◆ **Text passage**:

════════════════

These Esploratori units were limited to intelligence, propaganda and other defensive actions, and they would later become the 39th Regiment of the Czechoslovak Italian Legion.[12]

Then the massive Italian defeat at the Battle of Caporetto in late 1917 altered the whole dynamic in Italy for the Czechs and Slovaks.

After Caporetto, the Czechoslovak Legion of Italy Is Established

On April 21, 1918 the Prime Minister of the Kingdom of Italy Vittorio Emanuele Orlando signed, together with the Minister of War Vittorio Italo Zupelli and Colonel Štefánik, representing the Czechoslovak National Council, an agreement that created the Italian Czechoslovak Legion.[13] During the negotiations, General Štefánik told the Prime Minister: I do not request anything from you, but to allow our people to die for their ideals.[14] Štefánik then received, on May 24 from Orlando, the Legion colors in a solemn ceremony at the Altare della Patria in Rome.[15]

From the prisoner work battalions, four Infantry Regiments were formed, consisting of 13,653 soldiers and 489 officers, which then merged into two Brigades, taking the name of the Sixth Division Czechoslovak. They were placed under the command of General Andrea Graziani.[16]

The Infantry Units were initially placed in the Euganean hills. However, some reconnaissance battalions were deployed at the Battle of Solstizio (Piave) in June 1918. In a bit of irony, Jan Čapek died in that Battle on his birthday, June 17.

However, soon the Czechoslovak Regiments were actively deployed in some important battles on the Italian Front. After June, the Legion participated in Battles at Monte Valbella, Monte Asolone and Cima Tre Pezzi.[17] Starting from August 18, 1918 the Legion had the task of defending the sector of Mount Altissimo di Nago, between Lake Garda and the Adige River. It was in this area that the Legion, in September 1918, participated in the battle of Dosso Alto.[18]

The Czechoslovak Legion was also in reserve during the Battle of Vittorio Veneto in October 1918. Shortly thereafter, the Armistice of Villa Giusti concluded the Great War in Italy on November 3, 1918.

The Post-war Czechoslovak Italian Legion

Czechoslovakia declared its independence from the disintegrating Austria-Hungary, on October 28, during the Battle of Vittorio Veneto. By the beginning of December, the troops of the Czechoslovak Corps were concentrated in Padua (ready to be repatriated) under the command of General Luigi Piccione who had taken the command of the Corps on November 26, 1918. On December 8, King Vittorio Emanuele III, now President Tomáš Garrigue Masaryk of the Czechoslovak Republic and the Chief of the Italian Army General Armando Diaz reviewed the Legion at Prato della Valle prior to their repatriation.[19]

That day the Legion troops began to leave Italy, transferred to Slovakia along the border with Hungary. The two divisions (6th and 7th) were still under the command of General Piccione, who was appointed as commander-in-chief in Kroměříž. Essentially, Piccione was running the Czechoslovakian army.

However, other border incidents were taking place. In the Tešin mining basin, where the Poles wanted to seize these assets, troops from Slovakia came to support the main force in that dispute. This Slovakian force was the 35th Regiment from Italy, led by Colonel Graselli and later reinforced with another Regiment from Italy.

════════════════

◆ **Given request a**:
Retype the records, starting at their beginning and ending with the line that contains "[[0, 0, 352, 263]]", with both of those lines included. Leave the pictures out.

════════════════

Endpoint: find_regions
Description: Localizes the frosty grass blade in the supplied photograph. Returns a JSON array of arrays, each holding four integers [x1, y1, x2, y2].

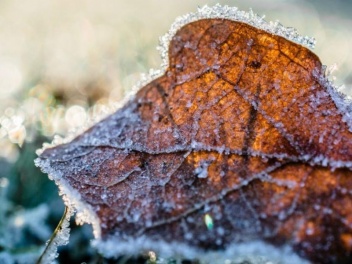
[[36, 4, 352, 263]]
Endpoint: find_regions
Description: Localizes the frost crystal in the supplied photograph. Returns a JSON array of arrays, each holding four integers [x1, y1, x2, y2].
[[40, 207, 73, 264], [36, 5, 352, 263], [158, 4, 315, 70]]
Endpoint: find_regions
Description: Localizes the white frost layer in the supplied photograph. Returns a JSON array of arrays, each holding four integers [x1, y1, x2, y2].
[[34, 159, 101, 238], [37, 4, 316, 155], [92, 237, 310, 264], [313, 66, 352, 132]]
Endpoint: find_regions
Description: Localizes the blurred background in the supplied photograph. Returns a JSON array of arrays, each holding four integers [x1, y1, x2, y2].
[[0, 0, 352, 263]]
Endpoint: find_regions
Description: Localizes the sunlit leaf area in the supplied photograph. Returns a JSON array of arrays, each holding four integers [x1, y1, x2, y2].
[[0, 0, 352, 264]]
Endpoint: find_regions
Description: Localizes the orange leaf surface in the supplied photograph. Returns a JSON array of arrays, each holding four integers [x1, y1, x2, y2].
[[37, 8, 352, 263]]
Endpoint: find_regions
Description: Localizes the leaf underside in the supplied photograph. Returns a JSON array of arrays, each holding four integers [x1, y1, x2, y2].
[[40, 19, 352, 263]]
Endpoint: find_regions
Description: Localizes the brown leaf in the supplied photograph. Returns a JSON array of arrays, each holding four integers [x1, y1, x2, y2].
[[39, 19, 352, 263]]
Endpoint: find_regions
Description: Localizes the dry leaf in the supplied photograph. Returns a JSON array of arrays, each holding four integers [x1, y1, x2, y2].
[[38, 6, 352, 263]]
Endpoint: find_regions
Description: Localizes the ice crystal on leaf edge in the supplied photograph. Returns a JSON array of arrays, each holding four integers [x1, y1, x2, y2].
[[35, 4, 352, 264]]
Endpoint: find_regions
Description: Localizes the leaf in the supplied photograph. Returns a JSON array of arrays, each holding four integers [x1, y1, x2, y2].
[[37, 7, 352, 263]]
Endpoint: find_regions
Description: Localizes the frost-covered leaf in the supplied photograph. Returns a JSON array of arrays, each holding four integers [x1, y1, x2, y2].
[[37, 6, 352, 263]]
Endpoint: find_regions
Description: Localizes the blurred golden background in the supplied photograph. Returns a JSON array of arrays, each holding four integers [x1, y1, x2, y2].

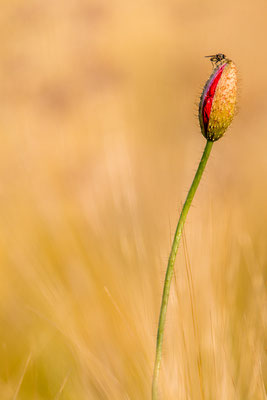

════════════════

◆ **Given request b**:
Answer these questions from the passage on the Czechoslovak Legion in Italy, one line each:
(i) How many soldiers and officers made up the four Infantry Regiments formed from the prisoner work battalions?
(ii) On what date did Czechoslovakia declare its independence from Austria-Hungary?
(iii) Which regiment came to the Tešin mining basin, and who led it?

◆ **Response a**:
Endpoint: find_regions
Description: Localizes the frosty grass blade in the supplied photograph. Returns a JSON array of arrays, each holding four integers [x1, y1, x2, y2].

[[36, 4, 352, 263]]
Endpoint: find_regions
Description: Localizes the frost crystal in the supplied photograph. Returns a JSON array of arrays, each holding four integers [x1, y1, x2, y2].
[[40, 207, 73, 264], [36, 5, 352, 263], [158, 4, 315, 70]]
Endpoint: find_regions
Description: Localizes the white frost layer in the supplied photograph. Returns a JSON array of arrays, each holding four integers [x1, y1, x2, y2].
[[34, 159, 101, 238], [37, 4, 316, 155], [92, 237, 310, 264], [313, 66, 352, 132]]
Endpoint: find_regions
Description: Localizes the blurred background in the supplied photograph. Returns a JSON array of arrays, each holding four integers [x1, y1, x2, y2].
[[0, 0, 352, 263]]

◆ **Response b**:
(i) 13,653 soldiers and 489 officers.
(ii) October 28, during the Battle of Vittorio Veneto.
(iii) The 35th Regiment from Italy, led by Colonel Graselli.